Task description:
Could you rewrite the rows below with "pixel coordinates" replaced by "image coordinates" everywhere it occurs, leaving everything else unchanged?

Available records:
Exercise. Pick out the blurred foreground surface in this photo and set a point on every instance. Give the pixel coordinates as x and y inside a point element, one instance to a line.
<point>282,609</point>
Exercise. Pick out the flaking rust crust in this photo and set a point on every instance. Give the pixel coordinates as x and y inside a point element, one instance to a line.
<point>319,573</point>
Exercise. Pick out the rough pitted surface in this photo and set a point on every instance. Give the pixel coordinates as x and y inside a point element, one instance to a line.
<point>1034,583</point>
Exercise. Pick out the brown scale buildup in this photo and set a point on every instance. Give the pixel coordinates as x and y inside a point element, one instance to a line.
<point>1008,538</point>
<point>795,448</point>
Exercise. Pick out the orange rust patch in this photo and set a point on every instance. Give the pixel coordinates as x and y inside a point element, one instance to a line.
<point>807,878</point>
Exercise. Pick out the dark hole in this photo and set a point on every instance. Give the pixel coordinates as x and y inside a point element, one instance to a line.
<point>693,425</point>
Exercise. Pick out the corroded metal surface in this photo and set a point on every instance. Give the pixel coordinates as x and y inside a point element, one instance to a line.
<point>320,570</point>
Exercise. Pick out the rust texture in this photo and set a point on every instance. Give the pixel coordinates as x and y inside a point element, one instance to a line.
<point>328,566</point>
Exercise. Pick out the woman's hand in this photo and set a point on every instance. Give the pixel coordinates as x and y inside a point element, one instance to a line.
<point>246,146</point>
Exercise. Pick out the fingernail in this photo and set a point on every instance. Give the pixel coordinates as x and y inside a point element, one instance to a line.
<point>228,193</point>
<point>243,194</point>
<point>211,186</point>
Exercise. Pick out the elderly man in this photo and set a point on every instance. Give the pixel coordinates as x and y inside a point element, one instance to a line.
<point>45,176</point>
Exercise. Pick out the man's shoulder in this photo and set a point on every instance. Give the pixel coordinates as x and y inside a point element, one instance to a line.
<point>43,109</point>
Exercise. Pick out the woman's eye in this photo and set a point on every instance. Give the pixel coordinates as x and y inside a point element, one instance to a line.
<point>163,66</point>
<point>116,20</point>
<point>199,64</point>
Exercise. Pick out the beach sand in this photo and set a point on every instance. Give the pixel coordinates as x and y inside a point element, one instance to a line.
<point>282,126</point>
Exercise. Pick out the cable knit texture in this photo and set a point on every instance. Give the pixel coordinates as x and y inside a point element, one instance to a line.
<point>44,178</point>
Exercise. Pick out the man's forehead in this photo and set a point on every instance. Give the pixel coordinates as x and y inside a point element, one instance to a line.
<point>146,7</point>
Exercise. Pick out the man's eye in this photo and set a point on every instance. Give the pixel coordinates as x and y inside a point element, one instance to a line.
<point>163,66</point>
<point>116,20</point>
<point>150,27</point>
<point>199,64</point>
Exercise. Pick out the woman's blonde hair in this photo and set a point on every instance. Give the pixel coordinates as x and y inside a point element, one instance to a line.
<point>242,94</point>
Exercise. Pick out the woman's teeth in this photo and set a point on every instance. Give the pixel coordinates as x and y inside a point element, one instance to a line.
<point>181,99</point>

Answer below:
Exercise. Pick out the blurred foreground surface in this photo and set a point on every instance. Give the image coordinates as x and y inside a point element, one instance to a line.
<point>282,609</point>
Exercise. Pick out the flaking rust crust in this photo and set a point on every instance. Give the image coordinates as x and y inside a point element, one instance to a line.
<point>319,573</point>
Exercise. Pick out the rough pitted surface in this photo and set a point on every instance. Give the image coordinates as x and y inside a point element, one instance to a line.
<point>1034,583</point>
Exercise. Pick out the brown scale buildup in this photo and set a point on every instance. Give the image coordinates as x and y inside a point element, one instance to a line.
<point>1008,538</point>
<point>795,448</point>
Exercise. Pick out the orange rust patch in this photo and set a point on every instance. Give the image coordinates as x and y inside a point element, one instance to a line.
<point>807,878</point>
Exercise. Pick out the dark hole in this photo and set a point on every instance. Give the image coordinates as x and y inside a point element, one instance to a line.
<point>693,425</point>
Exercise. Pick out the corroded metal surface in this photo and set a point on every instance. Give the image coordinates as x and y inside a point element, one instance to a line.
<point>320,570</point>
Exercise. Pick out the rust texture in this photo and set a point on every instance. Give the image coordinates as x and y inside a point element, one instance to a line.
<point>328,566</point>
Exercise. Pick out the woman's hand in this photo and set a point on every instance. Give the image coordinates as x and y inside a point element, one instance to a line.
<point>246,146</point>
Exercise. Pick out the fingernail in this photo and set a point on every instance. Give the image coordinates as x and y inside a point element, one instance to a line.
<point>228,193</point>
<point>243,194</point>
<point>211,186</point>
Exercise. Pick out the elderly man in this photo and set a point on every instance. Give the image coordinates as x and y inside a point element, one instance to a line.
<point>45,176</point>
Exercise. Pick out the man's shoulder in this photo and set a point on every instance. Give the image coordinates as x and y inside a point element, one instance to a line.
<point>43,109</point>
Exercise. Pick out the woman's eye in this photo and set a point on every instance. Give the image coordinates as x and y inside a point element, one instance to a line.
<point>163,66</point>
<point>116,20</point>
<point>199,64</point>
Exercise. Pick out the beach sand in this photo and set a point on every instance. Give the image coordinates as x and y inside a point element, one instance to a line.
<point>282,126</point>
Exercise. Pick out the cable knit texture in this photo and set a point on every instance. Give the image coordinates as x and y inside a point element, one instance to a line.
<point>44,178</point>
Exercise. Pick out the man's forehead in this photo and set a point on every instance. Give the image coordinates as x and y inside a point element, one instance to a line.
<point>146,7</point>
Exercise. Pick out the man's eye in this photo and set a point on every instance. Give the image coordinates as x and y inside a point element, one instance to a line.
<point>163,66</point>
<point>116,20</point>
<point>150,27</point>
<point>199,64</point>
Exercise. Pick out the woman's blonde hair in this photo and set a point on every instance. Give the image coordinates as x and y inside a point element, one instance to a line.
<point>242,94</point>
Exercise. Pick out the woman's teeth in this photo and set a point on every instance. Give the image coordinates as x and y inside a point element, one instance to a line.
<point>181,99</point>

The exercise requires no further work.